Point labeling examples

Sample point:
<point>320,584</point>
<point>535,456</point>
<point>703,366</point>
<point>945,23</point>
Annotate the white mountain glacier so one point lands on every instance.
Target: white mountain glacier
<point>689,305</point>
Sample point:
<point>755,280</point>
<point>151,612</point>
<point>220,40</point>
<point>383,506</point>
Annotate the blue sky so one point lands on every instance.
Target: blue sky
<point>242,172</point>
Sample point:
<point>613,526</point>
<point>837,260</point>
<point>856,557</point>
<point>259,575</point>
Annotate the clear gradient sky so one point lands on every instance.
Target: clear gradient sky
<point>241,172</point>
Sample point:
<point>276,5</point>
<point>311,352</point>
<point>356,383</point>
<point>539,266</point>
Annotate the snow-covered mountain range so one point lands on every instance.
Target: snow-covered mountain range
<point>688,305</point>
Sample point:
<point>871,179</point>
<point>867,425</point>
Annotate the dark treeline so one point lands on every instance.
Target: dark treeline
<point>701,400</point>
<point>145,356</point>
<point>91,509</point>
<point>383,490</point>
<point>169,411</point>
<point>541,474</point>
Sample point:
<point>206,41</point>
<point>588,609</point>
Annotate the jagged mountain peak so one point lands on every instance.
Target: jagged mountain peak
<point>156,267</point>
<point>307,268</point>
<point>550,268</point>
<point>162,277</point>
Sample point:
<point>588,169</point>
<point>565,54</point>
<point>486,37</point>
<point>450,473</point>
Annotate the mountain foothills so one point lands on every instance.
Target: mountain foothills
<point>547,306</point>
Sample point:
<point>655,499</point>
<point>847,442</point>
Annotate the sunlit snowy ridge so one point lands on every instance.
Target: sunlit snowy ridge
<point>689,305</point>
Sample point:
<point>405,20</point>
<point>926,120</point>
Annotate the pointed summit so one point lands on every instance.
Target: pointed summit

» **Work required**
Rewrite the listing from its start through the line containing "<point>688,305</point>", inclusive, changing "Annotate" to "Mark" and leaving every other word unchanged. Return only those lines.

» **Exercise answer**
Sample point:
<point>320,584</point>
<point>535,456</point>
<point>703,366</point>
<point>945,23</point>
Mark the white mountain glacier so one point lands on every instance.
Target: white mountain glacier
<point>689,305</point>
Sample point:
<point>755,280</point>
<point>151,612</point>
<point>220,40</point>
<point>383,506</point>
Mark the blue sky so one point lands on every instance.
Target: blue sky
<point>242,172</point>
Sample point:
<point>613,526</point>
<point>837,260</point>
<point>856,557</point>
<point>259,575</point>
Mark the clear gradient sky so one point lands on every instance.
Target: clear gradient sky
<point>241,172</point>
Sample point:
<point>276,5</point>
<point>311,352</point>
<point>356,383</point>
<point>539,266</point>
Mark the snow-covered mountain range so one point lands on every instance.
Target: snow-covered mountain range
<point>688,305</point>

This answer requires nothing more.